▶ PROBLEM: Exactly as they appear, output all of the records. Skip any images.

-- start of SOURCE DATA --

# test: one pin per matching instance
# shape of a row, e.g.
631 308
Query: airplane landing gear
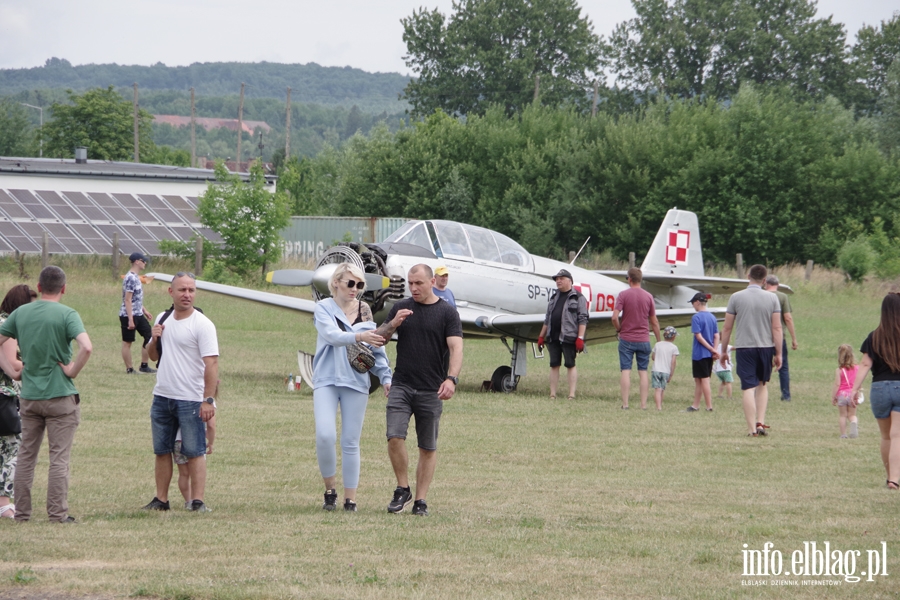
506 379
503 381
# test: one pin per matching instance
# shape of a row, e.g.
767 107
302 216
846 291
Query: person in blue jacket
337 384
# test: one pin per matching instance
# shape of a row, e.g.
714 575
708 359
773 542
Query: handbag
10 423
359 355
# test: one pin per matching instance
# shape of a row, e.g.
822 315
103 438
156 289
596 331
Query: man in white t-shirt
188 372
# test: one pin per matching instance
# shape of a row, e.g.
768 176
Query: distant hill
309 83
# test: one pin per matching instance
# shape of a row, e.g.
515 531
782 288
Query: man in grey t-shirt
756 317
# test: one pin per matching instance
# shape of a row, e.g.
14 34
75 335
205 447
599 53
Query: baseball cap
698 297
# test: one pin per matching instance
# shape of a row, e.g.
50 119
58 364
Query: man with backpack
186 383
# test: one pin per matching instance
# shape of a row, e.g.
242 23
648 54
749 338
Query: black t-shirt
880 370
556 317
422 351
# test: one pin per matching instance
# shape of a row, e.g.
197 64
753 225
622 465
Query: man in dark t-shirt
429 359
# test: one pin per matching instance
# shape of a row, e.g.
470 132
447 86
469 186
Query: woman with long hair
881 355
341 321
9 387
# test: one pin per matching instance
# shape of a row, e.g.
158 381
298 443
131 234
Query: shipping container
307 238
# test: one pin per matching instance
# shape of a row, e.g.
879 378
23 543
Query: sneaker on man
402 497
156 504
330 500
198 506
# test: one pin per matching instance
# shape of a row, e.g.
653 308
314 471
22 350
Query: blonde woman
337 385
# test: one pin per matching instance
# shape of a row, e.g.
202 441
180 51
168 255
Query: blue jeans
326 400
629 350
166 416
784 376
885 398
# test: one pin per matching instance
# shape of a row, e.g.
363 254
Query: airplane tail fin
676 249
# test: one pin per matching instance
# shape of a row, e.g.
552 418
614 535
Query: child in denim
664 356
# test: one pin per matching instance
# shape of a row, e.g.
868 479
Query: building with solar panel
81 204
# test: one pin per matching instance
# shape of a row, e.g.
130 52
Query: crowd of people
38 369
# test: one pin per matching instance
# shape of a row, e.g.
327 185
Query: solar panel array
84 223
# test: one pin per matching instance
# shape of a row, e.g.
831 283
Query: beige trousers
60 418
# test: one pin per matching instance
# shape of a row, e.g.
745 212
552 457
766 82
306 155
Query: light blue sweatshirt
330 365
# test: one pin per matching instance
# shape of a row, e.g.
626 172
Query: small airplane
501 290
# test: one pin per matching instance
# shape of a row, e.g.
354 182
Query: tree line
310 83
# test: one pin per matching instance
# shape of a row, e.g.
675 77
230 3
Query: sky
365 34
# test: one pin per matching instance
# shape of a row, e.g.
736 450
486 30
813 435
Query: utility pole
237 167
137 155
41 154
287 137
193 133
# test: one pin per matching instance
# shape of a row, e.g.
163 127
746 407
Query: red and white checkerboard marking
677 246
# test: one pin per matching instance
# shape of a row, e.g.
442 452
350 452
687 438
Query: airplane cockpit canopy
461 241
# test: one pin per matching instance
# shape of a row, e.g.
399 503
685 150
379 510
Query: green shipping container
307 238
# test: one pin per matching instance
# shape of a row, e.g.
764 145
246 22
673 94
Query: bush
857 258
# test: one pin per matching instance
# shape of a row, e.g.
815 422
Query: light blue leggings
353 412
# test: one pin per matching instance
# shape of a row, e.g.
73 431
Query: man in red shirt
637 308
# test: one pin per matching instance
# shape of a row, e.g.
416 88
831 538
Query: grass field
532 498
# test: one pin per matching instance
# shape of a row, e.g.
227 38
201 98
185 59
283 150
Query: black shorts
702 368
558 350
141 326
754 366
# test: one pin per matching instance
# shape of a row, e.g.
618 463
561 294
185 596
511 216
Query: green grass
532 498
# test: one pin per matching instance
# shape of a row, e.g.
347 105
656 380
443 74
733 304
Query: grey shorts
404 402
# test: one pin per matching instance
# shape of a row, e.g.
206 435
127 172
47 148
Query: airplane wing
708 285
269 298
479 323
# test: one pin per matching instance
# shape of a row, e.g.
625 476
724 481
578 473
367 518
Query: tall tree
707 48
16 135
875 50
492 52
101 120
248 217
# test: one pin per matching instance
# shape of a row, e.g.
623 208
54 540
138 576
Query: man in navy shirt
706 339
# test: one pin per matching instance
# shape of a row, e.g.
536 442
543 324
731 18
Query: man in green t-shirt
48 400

-- end of SOURCE DATA --

▶ REPLY TO THE EXERCISE:
# test: one pin per matching instance
# shape of a row, e.g.
631 308
Query: airplane landing gear
506 379
503 381
# test: one pin per matching instance
# shape of a row, e.g.
767 107
302 216
846 291
Query: person in blue jacket
337 384
# test: one pin per matching instance
# shape of a row, e.g.
714 575
708 359
773 542
Query: handbag
10 423
359 355
# test: one pin per matching instance
# shape of a row, e.g.
822 315
103 438
156 289
596 331
Query: man in white t-shirt
188 372
# test: one pin per matching instance
# shape of a row, e.g.
768 176
Query: distant hill
309 83
# test: one pin per matching instance
# shape of a row, e.g.
515 531
782 288
Query: man in grey t-shirt
756 317
# test: one pin per matching instance
# shape of a row, e.g.
14 34
75 335
205 447
599 53
Query: baseball cap
698 297
# test: one pin per matching instance
# shape of a row, e.g.
50 119
58 364
Query: man with backpack
186 383
# test: one pin per matching instance
# shape of a row, e.g.
242 23
648 54
749 338
Query: black t-shirt
880 370
556 317
422 351
# test: one pin per matching instance
# shape of a row, e.g.
197 64
753 225
622 465
Query: man in dark t-shirt
429 359
# test: one pin per matching instance
# shape of a row, e.g.
470 132
447 86
469 186
Query: woman with long hair
881 355
341 321
9 387
# test: one pin per matching instance
# shape of a row, e.g.
158 381
298 443
131 234
Query: shipping container
307 238
# test: one pin per matching instance
# shape of a row, e.g.
879 378
23 543
Query: sneaker on man
402 497
156 504
330 500
198 506
# test: one pin per matching instance
# shape of a row, e.g.
653 308
314 471
22 350
Query: blonde woman
337 385
# test: one pin per matching instance
# shape of a row, e.g.
202 441
180 51
168 255
Query: blue jeans
326 400
629 350
166 416
784 376
885 398
# test: one pin per matching instance
# shape of a row, e.g.
363 254
Query: airplane tail fin
676 249
# test: one pin per matching instance
# shape of a row, e.g.
552 418
614 535
Query: child in denim
664 356
# test: one pin per matching instance
# shape of a row, e.g.
868 479
Query: building with solar panel
81 204
# test: one pin per matching instance
# shape of a row, e.g.
130 52
Query: crowd of people
38 369
# test: one pin per matching instance
# shape of a row, e.g.
327 185
Query: solar panel array
84 223
# test: one pin per matching instance
# shape of a row, e.g.
831 283
Query: beige trousers
60 418
# test: one pin per matching instance
# shape of a row, e.g.
745 212
552 457
766 82
306 155
Query: light blue sweatshirt
330 365
# test: one pin per matching instance
# shape of a row, e.g.
626 172
Query: small airplane
501 290
# test: one pin per matching instance
# shape of a row, e.g.
354 182
Query: tree line
310 83
# test: one pin per matching instance
# shape of a row, e.g.
675 77
230 3
Query: sky
365 34
# test: one pin per matching instance
# shape of a row, e.g.
736 450
486 30
813 435
Query: utility pole
237 167
137 155
41 154
287 137
193 133
# test: one pin per matching instance
# shape of a row, e.g.
163 127
746 407
Query: red and white checkerboard marking
677 246
# test: one pin per matching instance
# shape of a row, e.g.
442 452
350 452
687 438
Query: airplane cockpit canopy
461 241
# test: one pin per matching instance
# shape of a row, e.g.
399 503
685 150
379 510
Query: green shipping container
307 238
# test: one pin per matching instance
# shape of a row, e.g.
764 145
246 22
673 94
Query: bush
857 258
# test: one pin per matching instance
# shape of a row, e.g.
815 422
Query: light blue leggings
353 412
# test: one pin per matching instance
# shape of a row, e.g.
73 431
Query: man in red shirt
637 308
# test: one pin per matching instance
# shape of a row, e.g.
416 88
831 538
Query: grass field
532 498
# test: one pin per matching instance
# shape of a row, e.g.
227 38
201 98
185 59
283 150
Query: black shorts
702 368
558 350
141 326
754 366
# test: one pin per matching instance
# shape of a row, e.g.
618 463
561 294
185 596
511 216
Query: green grass
532 498
# test: one pin per matching instance
# shape of a row, e.g.
347 105
656 380
443 74
733 304
Query: grey shorts
404 402
# test: one pin per matching instance
# shape of a row, e.g.
206 435
127 172
47 148
Query: airplane wing
708 285
269 298
479 323
# test: one pin per matching instance
# shape of a row, e.g.
625 476
724 481
578 473
367 518
Query: tall tree
707 48
16 135
875 50
492 52
101 120
248 217
# test: one pin per matching instance
# shape of a row, e.g.
623 208
54 540
138 576
Query: man in navy shirt
706 339
# test: one pin per matching instance
# shape of a row, e.g.
536 442
543 324
731 18
Query: man in green t-shirt
48 400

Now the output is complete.